● Work to do:
Pull out each line of the listing below that contains the word "costume", treating uppercase and lowercase as distinct.

### Excerpted data ###

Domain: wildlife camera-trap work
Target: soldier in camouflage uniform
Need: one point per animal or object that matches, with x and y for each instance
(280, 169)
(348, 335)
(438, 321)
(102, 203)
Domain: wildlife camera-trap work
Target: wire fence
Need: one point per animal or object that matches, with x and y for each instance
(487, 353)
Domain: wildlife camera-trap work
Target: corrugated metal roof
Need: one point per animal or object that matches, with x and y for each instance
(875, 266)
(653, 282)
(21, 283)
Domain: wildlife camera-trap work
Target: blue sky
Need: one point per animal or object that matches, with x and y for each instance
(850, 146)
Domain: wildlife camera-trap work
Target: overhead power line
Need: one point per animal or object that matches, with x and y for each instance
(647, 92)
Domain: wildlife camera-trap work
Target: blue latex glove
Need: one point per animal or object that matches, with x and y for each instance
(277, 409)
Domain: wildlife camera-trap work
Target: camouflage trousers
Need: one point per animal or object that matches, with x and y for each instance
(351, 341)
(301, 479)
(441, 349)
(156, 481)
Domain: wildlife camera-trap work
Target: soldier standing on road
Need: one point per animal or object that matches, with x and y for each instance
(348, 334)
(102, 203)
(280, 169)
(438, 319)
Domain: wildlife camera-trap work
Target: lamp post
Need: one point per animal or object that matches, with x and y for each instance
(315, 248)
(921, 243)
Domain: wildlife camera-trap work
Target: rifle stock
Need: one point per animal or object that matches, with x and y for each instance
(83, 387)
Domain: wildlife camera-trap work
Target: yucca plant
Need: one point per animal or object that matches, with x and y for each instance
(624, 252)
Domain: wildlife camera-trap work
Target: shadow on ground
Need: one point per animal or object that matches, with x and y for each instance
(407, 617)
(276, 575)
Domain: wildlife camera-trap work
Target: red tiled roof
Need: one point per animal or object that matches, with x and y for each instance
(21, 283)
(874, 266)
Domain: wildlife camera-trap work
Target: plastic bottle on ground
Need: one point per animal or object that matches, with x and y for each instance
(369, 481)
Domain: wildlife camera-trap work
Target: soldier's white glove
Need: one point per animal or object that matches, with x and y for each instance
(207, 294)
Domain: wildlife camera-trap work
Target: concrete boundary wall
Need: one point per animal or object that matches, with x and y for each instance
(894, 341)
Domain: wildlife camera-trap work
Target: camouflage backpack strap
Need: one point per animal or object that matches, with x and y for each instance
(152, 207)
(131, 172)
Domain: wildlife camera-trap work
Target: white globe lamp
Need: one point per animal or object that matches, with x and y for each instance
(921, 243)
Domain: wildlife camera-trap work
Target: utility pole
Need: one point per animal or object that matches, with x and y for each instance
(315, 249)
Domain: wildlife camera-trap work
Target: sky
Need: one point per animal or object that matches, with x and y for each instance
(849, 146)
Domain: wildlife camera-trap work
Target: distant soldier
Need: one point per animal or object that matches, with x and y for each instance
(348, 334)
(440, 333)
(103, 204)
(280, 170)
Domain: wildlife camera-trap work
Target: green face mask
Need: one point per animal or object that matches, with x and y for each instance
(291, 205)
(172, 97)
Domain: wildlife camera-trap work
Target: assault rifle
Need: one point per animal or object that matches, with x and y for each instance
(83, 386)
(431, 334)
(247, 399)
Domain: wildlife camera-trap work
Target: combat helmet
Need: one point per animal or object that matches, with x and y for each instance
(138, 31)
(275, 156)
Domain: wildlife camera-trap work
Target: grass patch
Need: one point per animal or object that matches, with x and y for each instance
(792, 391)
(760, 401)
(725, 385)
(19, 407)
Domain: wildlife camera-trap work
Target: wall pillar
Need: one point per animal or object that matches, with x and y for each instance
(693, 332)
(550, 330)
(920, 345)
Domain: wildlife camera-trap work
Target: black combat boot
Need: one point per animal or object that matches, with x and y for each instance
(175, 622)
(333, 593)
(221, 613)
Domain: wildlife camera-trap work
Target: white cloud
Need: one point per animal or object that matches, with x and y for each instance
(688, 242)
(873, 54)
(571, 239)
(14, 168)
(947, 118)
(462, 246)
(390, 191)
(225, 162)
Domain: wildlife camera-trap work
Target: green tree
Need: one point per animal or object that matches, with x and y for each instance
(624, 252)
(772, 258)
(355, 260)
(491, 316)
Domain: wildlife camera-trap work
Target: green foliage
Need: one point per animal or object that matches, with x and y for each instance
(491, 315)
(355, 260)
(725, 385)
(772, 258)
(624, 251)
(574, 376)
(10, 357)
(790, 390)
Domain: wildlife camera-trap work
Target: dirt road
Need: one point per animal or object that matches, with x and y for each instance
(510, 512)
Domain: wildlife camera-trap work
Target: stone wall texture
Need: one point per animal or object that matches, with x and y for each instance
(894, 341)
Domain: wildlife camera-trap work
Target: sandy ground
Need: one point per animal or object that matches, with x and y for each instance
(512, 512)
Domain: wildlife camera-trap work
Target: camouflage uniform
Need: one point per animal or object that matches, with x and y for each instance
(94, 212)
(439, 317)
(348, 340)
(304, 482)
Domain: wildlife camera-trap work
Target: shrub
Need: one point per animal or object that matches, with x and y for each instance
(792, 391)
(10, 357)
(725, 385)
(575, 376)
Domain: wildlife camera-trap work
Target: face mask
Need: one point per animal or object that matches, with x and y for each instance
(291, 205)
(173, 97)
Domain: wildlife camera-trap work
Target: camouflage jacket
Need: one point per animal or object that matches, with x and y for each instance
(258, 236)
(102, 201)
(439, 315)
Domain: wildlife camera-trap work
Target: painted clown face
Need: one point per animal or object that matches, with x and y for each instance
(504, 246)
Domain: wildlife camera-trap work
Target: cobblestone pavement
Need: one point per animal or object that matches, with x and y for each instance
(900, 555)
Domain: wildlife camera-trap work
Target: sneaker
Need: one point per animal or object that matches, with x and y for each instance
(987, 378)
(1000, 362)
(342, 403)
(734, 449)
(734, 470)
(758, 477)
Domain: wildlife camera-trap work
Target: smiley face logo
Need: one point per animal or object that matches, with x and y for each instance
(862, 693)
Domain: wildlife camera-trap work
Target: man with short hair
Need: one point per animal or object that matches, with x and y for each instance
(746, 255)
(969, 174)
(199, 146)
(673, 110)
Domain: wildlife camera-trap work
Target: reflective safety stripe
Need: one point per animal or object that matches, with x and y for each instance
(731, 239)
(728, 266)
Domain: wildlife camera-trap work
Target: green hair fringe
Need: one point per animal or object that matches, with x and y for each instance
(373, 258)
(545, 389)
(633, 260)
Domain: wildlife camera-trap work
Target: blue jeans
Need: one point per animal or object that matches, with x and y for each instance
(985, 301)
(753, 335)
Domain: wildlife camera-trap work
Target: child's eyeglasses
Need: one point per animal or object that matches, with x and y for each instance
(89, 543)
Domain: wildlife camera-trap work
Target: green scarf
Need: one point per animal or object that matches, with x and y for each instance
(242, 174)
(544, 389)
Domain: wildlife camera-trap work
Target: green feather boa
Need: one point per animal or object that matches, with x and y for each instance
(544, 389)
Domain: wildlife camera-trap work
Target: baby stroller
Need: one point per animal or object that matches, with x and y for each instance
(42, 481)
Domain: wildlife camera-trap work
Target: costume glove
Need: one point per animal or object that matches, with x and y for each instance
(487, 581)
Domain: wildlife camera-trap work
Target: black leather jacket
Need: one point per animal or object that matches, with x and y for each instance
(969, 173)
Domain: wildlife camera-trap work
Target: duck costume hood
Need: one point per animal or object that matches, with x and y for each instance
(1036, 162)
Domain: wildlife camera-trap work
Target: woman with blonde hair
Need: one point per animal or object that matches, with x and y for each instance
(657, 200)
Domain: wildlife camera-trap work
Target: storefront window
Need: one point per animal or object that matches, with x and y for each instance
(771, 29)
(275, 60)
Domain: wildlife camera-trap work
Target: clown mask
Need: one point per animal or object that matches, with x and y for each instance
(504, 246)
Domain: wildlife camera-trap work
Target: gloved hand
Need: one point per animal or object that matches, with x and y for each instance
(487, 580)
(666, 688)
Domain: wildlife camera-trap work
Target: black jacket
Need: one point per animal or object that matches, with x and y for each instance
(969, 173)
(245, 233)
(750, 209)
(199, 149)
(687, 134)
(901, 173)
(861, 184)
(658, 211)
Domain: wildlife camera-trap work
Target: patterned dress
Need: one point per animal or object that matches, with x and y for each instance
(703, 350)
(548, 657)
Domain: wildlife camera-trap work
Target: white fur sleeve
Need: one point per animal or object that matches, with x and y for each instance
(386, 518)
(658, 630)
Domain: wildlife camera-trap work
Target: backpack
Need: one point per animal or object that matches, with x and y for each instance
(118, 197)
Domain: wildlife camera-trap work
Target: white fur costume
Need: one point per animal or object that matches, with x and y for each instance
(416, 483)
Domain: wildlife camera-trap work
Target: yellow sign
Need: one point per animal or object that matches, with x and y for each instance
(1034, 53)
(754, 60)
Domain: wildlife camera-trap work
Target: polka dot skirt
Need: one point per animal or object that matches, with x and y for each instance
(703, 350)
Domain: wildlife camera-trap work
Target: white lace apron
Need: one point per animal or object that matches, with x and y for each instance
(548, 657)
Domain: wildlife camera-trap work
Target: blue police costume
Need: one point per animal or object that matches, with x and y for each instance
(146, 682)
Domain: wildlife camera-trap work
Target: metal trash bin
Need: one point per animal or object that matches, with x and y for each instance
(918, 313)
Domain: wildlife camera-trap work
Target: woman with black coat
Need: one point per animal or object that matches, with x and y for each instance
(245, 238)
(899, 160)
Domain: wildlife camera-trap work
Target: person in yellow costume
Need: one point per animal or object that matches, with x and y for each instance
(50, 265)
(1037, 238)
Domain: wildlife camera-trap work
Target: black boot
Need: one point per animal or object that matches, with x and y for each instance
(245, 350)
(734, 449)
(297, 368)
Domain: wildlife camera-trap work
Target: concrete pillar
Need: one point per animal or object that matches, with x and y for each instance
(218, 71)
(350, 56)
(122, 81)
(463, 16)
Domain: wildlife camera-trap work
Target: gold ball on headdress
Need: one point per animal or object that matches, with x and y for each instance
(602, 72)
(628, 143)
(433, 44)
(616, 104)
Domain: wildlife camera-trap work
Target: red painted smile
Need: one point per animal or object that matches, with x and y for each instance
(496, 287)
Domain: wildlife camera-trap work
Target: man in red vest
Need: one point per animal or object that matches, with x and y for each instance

###

● Written solution:
Target: costume glove
Target: duck costume hood
Target: white fur costume
Target: blue police costume
Target: person in yellow costume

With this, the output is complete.